■ SUPPLIED PASSAGE ■
(begin)

For the purposes herein, production fluids or formation fluids are the products from a reservoir at the time the fluids are produced. Production fluids consist of petroleum hydrocarbon liquids, gases, and produced water. The petroleum hydrocarbon liquids contain a large number of components with very complex compositions. Some of the potentially fouling-causing components present in the petroleum fluids, for example wax and asphaltenes, are generally stable in the crude oil under equilibrium reservoir conditions, but may precipitate and deposit as temperatures, pressures, and overall fluid compositions change as the crude oil is removed from the reservoir during production. Waxes comprise predominantly high molecular weight paraffinic hydrocarbons, i.e. alkanes. Asphaltenes are typically dark brown to black-colored amorphous solids with complex structures and relatively high molecular weights. The produced water consists of brine solutions containing ions from various salts, such as, but not limited to, Na+, K+, Ca+2, Ba+2, Sr+2, Mg+2, Si+2, Fe+2, Cl, HCO−3, and SO4−2. The potentially fouling-causing scale from the produced water, for example CaCO3, BaSO4, and CaSO4, are generally stable in the produced water under equilibrium reservoir conditions, but may precipitate and deposit as temperatures, pressures, and overall fluid compositions change as the produced water is removed from the reservoir during production.

Asphaltenes are most commonly defined as that portion of petroleum, which is insoluble in heptane. Asphaltenes exist in crude oil as both soluble species and in the form of colloidal dispersions stabilized by other components in the crude oil. Asphaltenes may include a distribution of thousands of chemical species having chemical similarities, although they are by no means nearly all identical. In general, asphaltenes have higher molecular weights and are the more polar fractions of crude oil, and can precipitate upon pressure, temperature, and compositional changes in crude oil resulting from production, blending, or other mechanical or physicochemical processing. CO2 flooding, gas injection, and commingling heavy crude oils with light crude oils or condensates during production are common blending operations which can cause asphaltene destabilization. Asphaltene precipitation and deposition can cause problems in subterranean reservoirs, upstream production facilities, mid-stream transportation facilities, refineries, and fuel blending operations. In petroleum production facilities, asphaltene precipitation and deposition can occur in near-wellbore reservoir regions, wells, flowlines, separators, and other equipment. Once deposited, asphaltenes present numerous problems for crude oil producers. For example, asphaltene deposits can plug downhole tubulars, wellbores, choke off pipes and interfere with the functioning of safety shut-off valves, and separator equipment. Asphaltenes have caused problems in refinery processes such as desalters, distillation preheat units, and cokers.

(end)

■ PROVIDED DATA ■
(begin)

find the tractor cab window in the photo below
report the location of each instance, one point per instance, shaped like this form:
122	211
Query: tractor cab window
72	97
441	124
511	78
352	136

(end)

■ WORK INSTRUCTIONS ■
Using the passage on production fluids, explain why wax and asphaltenes that are stable in the reservoir may still deposit during production.

■ RESPONSE FOR THIS EXERCISE ■
Wax and asphaltenes are generally stable in crude oil under equilibrium reservoir conditions. As the crude oil is removed from the reservoir, temperatures, pressures, and overall fluid compositions change, and these changes can make them precipitate and deposit.